• Written exercise
Please set out every line of the records below as a numbered list, leaving out the blank lines.

• Data to process

▬▬▬▬▬▬

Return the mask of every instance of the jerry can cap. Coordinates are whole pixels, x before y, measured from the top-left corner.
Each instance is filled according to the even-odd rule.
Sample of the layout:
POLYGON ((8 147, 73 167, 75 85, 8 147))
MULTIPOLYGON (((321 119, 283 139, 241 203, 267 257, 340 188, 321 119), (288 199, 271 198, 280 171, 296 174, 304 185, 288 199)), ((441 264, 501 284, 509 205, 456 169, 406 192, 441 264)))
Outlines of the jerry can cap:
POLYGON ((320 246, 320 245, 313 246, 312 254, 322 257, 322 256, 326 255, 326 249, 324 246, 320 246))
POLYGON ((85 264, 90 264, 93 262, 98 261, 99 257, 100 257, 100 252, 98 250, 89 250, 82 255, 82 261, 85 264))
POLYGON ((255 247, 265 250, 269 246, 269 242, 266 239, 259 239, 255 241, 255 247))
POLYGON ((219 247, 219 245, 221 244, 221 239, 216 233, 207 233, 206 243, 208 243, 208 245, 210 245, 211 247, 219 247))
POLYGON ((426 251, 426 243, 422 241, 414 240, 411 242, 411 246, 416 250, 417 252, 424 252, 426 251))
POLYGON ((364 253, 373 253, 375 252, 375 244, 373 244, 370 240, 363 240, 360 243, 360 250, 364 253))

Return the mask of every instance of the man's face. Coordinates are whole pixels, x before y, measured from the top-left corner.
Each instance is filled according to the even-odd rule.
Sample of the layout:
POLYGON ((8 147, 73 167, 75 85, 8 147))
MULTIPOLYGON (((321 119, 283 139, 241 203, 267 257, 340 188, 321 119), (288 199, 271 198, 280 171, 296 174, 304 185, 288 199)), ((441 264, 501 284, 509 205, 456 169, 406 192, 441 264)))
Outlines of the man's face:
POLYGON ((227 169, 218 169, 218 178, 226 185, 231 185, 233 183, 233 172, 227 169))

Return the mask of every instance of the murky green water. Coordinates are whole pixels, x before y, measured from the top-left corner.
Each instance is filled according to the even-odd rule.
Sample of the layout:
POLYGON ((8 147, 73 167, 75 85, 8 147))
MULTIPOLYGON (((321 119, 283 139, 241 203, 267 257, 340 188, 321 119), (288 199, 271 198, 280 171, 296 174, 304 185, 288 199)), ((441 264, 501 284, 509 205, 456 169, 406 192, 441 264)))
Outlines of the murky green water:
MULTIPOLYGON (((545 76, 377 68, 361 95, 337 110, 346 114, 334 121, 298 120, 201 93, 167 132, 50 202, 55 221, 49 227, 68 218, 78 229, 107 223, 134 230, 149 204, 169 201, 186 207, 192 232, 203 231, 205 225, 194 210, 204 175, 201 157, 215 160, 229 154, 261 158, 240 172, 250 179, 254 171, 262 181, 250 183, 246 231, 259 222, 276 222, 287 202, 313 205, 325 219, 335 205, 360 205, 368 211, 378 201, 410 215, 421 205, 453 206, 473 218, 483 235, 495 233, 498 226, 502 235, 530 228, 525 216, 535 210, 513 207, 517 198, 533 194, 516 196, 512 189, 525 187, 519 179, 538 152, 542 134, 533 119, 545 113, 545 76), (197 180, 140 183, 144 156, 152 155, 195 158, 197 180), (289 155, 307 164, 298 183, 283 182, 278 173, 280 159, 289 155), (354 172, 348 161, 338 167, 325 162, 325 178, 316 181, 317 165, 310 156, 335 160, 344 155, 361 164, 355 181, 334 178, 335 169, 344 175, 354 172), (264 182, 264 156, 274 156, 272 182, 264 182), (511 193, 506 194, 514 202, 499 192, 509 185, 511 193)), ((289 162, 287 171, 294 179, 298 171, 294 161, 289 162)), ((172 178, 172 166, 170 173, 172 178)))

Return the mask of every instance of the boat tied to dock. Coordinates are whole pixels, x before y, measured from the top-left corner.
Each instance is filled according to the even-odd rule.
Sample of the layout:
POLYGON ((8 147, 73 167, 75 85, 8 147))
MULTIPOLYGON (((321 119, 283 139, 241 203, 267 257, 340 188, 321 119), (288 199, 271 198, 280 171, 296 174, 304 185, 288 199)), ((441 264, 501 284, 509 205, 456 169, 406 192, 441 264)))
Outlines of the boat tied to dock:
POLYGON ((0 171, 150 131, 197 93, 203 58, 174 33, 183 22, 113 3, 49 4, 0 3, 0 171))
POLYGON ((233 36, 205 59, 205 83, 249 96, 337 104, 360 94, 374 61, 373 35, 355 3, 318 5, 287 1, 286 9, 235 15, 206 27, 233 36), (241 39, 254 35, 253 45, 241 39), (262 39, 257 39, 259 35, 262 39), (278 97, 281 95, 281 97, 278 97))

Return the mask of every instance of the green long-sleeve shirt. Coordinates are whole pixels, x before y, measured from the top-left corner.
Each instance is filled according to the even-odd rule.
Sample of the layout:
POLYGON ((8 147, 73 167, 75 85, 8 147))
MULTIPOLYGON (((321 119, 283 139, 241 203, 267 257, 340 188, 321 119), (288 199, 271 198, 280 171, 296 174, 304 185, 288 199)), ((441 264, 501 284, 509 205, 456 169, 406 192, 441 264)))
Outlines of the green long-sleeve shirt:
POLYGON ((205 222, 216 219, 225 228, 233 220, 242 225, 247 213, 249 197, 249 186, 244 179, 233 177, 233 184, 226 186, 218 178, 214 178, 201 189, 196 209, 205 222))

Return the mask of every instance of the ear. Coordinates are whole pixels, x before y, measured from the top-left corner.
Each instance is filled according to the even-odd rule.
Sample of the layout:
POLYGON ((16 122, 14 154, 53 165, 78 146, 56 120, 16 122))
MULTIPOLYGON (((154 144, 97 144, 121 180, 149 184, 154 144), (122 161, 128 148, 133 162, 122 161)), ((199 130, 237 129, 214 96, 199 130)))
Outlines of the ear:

▬▬▬▬▬▬

• Task solution
1. Return the mask of every instance of the jerry can cap. Coordinates are whole pixels, x before y, measured from the top-left corner.
2. Each instance is filled according to the even-odd rule.
3. Sample of the layout:
4. POLYGON ((8 147, 73 167, 75 85, 8 147))
5. MULTIPOLYGON (((321 119, 283 139, 241 203, 267 257, 340 188, 321 119), (288 199, 271 198, 280 171, 296 174, 304 185, 288 199)), ((441 264, 501 284, 509 205, 456 169, 406 192, 441 264)))
6. Outlines of the jerry can cap:
7. POLYGON ((320 246, 320 245, 313 246, 312 254, 322 257, 322 256, 326 255, 326 249, 324 246, 320 246))
8. POLYGON ((85 264, 90 264, 93 262, 98 261, 99 257, 100 257, 100 252, 98 250, 89 250, 82 255, 82 261, 85 264))
9. POLYGON ((255 247, 265 250, 269 246, 269 242, 266 239, 259 239, 255 241, 255 247))
10. POLYGON ((219 247, 219 245, 221 244, 221 239, 216 233, 207 233, 206 243, 208 243, 208 245, 210 245, 211 247, 219 247))
11. POLYGON ((426 251, 426 243, 422 241, 414 240, 411 242, 411 246, 416 250, 417 252, 424 252, 426 251))
12. POLYGON ((364 253, 373 253, 375 252, 375 244, 373 244, 370 240, 363 240, 360 243, 360 250, 364 253))
13. Return the mask of every instance of the man's face. Coordinates are whole pixels, x before y, measured from the top-left corner.
14. Each instance is filled according to the even-odd rule.
15. Sample of the layout:
16. POLYGON ((8 147, 73 167, 75 85, 8 147))
17. MULTIPOLYGON (((321 119, 283 139, 241 203, 267 257, 340 188, 321 119), (288 199, 271 198, 280 171, 296 174, 304 185, 288 199)), ((441 264, 501 284, 509 205, 456 169, 406 192, 441 264)))
18. Outlines of the man's face:
19. POLYGON ((227 169, 218 169, 218 178, 226 185, 231 185, 233 183, 233 172, 227 169))
20. Return the mask of every instance of the murky green water. Coordinates are whole pixels, x before y, measured from the top-left corner.
21. Each instance is filled according to the even-odd rule.
22. Sample of the layout:
23. POLYGON ((8 147, 73 167, 75 85, 8 147))
24. MULTIPOLYGON (((321 119, 283 139, 241 203, 267 257, 340 188, 321 119), (288 199, 271 198, 280 171, 296 174, 304 185, 288 199)), ((441 264, 501 284, 509 205, 456 169, 406 192, 441 264)))
25. Outlines of the murky green water:
26. MULTIPOLYGON (((545 76, 377 68, 361 95, 337 110, 346 114, 334 121, 298 120, 201 93, 167 132, 50 202, 55 221, 49 227, 68 218, 78 229, 107 223, 134 230, 149 204, 169 201, 186 207, 192 232, 203 231, 205 225, 194 210, 204 175, 201 157, 215 160, 229 154, 261 158, 240 172, 250 179, 254 171, 262 181, 250 183, 246 231, 259 222, 276 222, 287 202, 313 205, 325 219, 335 205, 360 205, 368 211, 378 201, 410 215, 421 205, 453 206, 473 218, 483 235, 495 233, 498 226, 502 235, 530 228, 525 216, 535 210, 513 207, 517 198, 533 194, 516 196, 512 189, 525 187, 519 179, 538 152, 542 134, 533 119, 545 113, 545 76), (197 180, 140 183, 144 156, 152 155, 195 158, 197 180), (289 155, 307 164, 298 183, 283 182, 278 173, 280 159, 289 155), (354 172, 348 161, 338 167, 325 162, 325 178, 316 181, 317 165, 310 156, 335 160, 344 155, 361 164, 355 181, 334 178, 335 169, 344 175, 354 172), (264 182, 264 156, 274 156, 272 182, 264 182), (511 193, 506 194, 514 202, 499 192, 509 185, 511 193)), ((289 162, 287 171, 294 179, 298 171, 294 161, 289 162)), ((172 178, 172 166, 170 173, 172 178)))
27. Return the mask of every instance of the boat tied to dock. Coordinates are whole pixels, x before y, measured from the top-left corner.
28. Each instance is filled according to the even-odd rule.
29. Sample of the layout:
30. POLYGON ((8 147, 73 167, 75 85, 8 147))
31. MULTIPOLYGON (((321 119, 283 139, 241 203, 267 257, 340 188, 321 119), (288 199, 271 198, 280 171, 296 174, 304 185, 288 199)), ((441 264, 501 284, 509 205, 456 169, 406 192, 441 264)))
32. Outlines of the boat tied to dock:
33. POLYGON ((0 171, 150 131, 197 93, 203 58, 174 33, 183 22, 113 3, 49 4, 0 3, 0 171))
34. POLYGON ((233 36, 205 59, 205 83, 249 96, 337 104, 360 94, 374 61, 373 35, 355 3, 318 5, 287 1, 286 9, 235 15, 206 27, 233 36), (241 39, 254 35, 253 45, 241 39), (262 39, 257 39, 259 35, 262 39), (278 97, 281 95, 281 97, 278 97))
35. Return the mask of every instance of the green long-sleeve shirt. Coordinates are whole pixels, x before y, measured from the top-left corner.
36. Each instance is filled according to the even-odd rule.
37. Sample of the layout:
38. POLYGON ((8 147, 73 167, 75 85, 8 147))
39. MULTIPOLYGON (((321 119, 283 139, 241 203, 267 257, 340 188, 321 119), (288 199, 271 198, 280 171, 296 174, 304 185, 288 199)), ((441 264, 501 284, 509 205, 456 169, 406 192, 441 264)))
40. Outlines of the green long-sleeve shirt:
41. POLYGON ((205 222, 216 219, 225 228, 233 220, 242 225, 247 213, 249 197, 249 186, 244 179, 233 177, 233 184, 226 186, 218 178, 214 178, 201 189, 196 209, 205 222))
42. Return the mask of every instance of the ear. Coordinates are whole pixels, x before y, measured from the top-left corner.
43. Each instance is filled according to the even-odd rule.
44. Sample of the layout:
45. POLYGON ((16 122, 14 154, 53 165, 78 146, 56 120, 16 122))
46. MULTIPOLYGON (((154 144, 97 144, 121 180, 149 184, 154 144), (122 161, 128 148, 133 162, 122 161)), ((199 130, 237 129, 214 96, 199 130)))
47. Outlines of the ear:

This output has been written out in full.